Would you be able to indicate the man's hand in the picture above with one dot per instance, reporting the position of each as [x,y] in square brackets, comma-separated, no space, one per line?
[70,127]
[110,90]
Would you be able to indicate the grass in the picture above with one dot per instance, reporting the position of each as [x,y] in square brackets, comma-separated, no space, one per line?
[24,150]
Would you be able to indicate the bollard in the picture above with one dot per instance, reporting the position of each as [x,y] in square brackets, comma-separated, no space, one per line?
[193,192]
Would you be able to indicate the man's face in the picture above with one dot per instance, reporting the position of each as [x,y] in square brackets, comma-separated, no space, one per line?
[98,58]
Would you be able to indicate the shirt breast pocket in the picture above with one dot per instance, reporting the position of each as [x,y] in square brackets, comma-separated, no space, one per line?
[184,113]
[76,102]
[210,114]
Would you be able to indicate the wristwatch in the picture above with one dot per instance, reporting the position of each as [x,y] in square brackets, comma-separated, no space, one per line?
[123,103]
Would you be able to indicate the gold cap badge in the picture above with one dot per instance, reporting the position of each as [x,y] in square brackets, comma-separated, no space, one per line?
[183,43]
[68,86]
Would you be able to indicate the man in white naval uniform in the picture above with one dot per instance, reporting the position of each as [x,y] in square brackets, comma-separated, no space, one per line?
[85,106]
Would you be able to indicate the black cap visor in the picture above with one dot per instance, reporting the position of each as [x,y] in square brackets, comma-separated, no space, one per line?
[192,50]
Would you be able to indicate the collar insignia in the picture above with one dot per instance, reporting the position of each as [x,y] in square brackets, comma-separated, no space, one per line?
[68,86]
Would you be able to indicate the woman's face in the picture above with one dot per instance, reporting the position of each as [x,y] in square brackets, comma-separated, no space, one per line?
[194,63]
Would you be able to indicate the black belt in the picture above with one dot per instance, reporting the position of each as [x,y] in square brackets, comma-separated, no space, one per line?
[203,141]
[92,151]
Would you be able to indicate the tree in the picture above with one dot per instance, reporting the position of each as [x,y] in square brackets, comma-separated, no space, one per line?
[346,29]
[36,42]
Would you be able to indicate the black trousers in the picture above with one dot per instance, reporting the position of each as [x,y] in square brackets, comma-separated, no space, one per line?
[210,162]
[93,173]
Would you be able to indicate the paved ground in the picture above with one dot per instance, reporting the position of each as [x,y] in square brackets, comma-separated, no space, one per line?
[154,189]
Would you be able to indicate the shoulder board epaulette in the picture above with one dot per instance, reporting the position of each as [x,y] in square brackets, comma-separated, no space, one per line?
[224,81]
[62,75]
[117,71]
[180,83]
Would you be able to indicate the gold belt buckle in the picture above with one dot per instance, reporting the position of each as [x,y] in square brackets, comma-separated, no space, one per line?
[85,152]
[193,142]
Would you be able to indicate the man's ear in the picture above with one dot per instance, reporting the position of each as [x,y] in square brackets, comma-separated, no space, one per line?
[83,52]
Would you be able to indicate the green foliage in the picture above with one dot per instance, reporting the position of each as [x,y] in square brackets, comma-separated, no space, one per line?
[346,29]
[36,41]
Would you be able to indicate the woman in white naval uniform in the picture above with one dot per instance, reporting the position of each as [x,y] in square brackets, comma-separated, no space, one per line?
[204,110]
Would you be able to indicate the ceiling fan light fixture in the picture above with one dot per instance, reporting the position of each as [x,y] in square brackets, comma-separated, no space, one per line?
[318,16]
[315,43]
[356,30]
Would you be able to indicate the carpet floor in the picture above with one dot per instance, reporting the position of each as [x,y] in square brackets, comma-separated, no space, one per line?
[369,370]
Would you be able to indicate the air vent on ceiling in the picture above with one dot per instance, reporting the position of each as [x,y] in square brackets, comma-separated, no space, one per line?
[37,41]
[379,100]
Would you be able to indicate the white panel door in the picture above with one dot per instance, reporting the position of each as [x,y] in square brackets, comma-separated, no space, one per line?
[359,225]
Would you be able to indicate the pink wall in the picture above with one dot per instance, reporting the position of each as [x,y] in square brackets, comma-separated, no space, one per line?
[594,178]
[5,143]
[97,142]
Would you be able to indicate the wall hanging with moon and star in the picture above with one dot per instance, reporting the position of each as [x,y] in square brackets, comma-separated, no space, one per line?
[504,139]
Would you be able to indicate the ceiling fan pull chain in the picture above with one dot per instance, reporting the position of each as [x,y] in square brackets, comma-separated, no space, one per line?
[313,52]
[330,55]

★ ★ ★ ★ ★ ★ ★

■ Instruction ■
Your task is to write out the lines from the one with "Would you be able to indicate the man's ear" through the end of the records, exactly and with nothing added.

■ Output of the exercise ■
Would you be able to indicate the man's ear in the picture above with one dot per instance, reporting the position of each as [x,y] in square brackets, comma-separated, no space, one per line?
[83,52]
Would you be able to indicate the green foliage in the picture above with one dot per instance, reporting the position of each as [x,y] in square brackets, comma-separated, no space, one per line?
[346,29]
[36,41]
Would you be able to indicate the woman in white naval uniform in the picture above with one dot per instance, reporting the position of each as [x,y] in square brackets, comma-separated, no space, one per line?
[204,110]
Would you be able to indicate the ceiling fan light fixture in the picture above with one dot per instance, reporting the position of each as [x,y] in square brackets, comma-separated, no space, one per line?
[318,16]
[315,43]
[356,30]
Would you be able to indicate the carpet floor in the picture above with one dot per instance, reporting the position of each as [x,y] in square brackets, comma-separated, no space, one per line?
[369,370]
Would you be able to indicate the air vent on ceiling in the picture above with one dot per instance, reporting the position of each as [x,y] in square brackets, comma-separated, no space, one per line?
[37,41]
[379,100]
Would you be able to indicate the white panel door in the picture above with one dot per instance, reporting the position of each as [x,y] in square brackets, comma-separated, no space, one per line?
[359,225]
Would you be able to indicate the pink wall in the picture above with one dot per instance, reporting the position of each as [x,y] in square brackets, comma-separated, no space, one per line?
[594,178]
[5,143]
[97,142]
Would you be able to indicate the wall hanging with moon and star in the picture above with one dot per instance, reporting the position of each as [x,y] in square brackets, comma-separated, no space, one per line?
[504,139]
Would you be able to indicate the ceiling fan pull chain in the picture above with one dot per instance, reporting the position of each as [x,y] in square brackets, comma-separated, no space, one per line?
[313,52]
[330,55]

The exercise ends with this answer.